抜粋 ▸
****************************************
その前年、同時多発テロ独立調査委員会、通称「9.11委員会」は、連邦政府がテロ攻撃への事前対応を誤ったとして、「21世紀の新たな課題について、何ら解決策を生み出せなかったという大失政を示す象徴的な出来事」と非難した。
勇気ある行動を取った公務員たちも少なくなかったが、あのような大惨事とその影響を考えれば、政府機関のパフォーマンスは高水準でなければならない。特に、生死のかかった緊急事態への対応と、事前のリスク軽減の2つが重要である。民間企業の生産性が急激に向上すると、社会に新たなニーズが生まれ、それに応えるソリューションが開発されるが、その際、これら2つの問題は見過ごされがちだ。
パフォーマンスに優れた政府機関と民間企業には、崇高な目標、合理的なプロセス、厳格なアカウンタビリティ(説明責任)、優秀なリーダーの存在など共通点が多い。ただし、両者の目的、文化、業務要件などは異なるため、組織としてそれぞれが直面する問題も異なる。
****************************************
データセットの行 ▸
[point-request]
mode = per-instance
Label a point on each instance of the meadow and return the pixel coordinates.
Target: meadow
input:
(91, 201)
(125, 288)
****************************************
課題 ▸
1 - 抜粋によると、9.11委員会は連邦政府が何を誤ったとして非難しましたか。
2 - データセットの行として示されたレコードを、すべて一字一句変えずにそのまま返してください。
これらのレコードは抜粋とは何の関係もありません。

解答 ▸
1 - テロ攻撃への事前対応です。

2 -
[point-request]
mode = per-instance
Label a point on each instance of the meadow and return the pixel coordinates.
Target: meadow
input:
(91, 201)
(125, 288)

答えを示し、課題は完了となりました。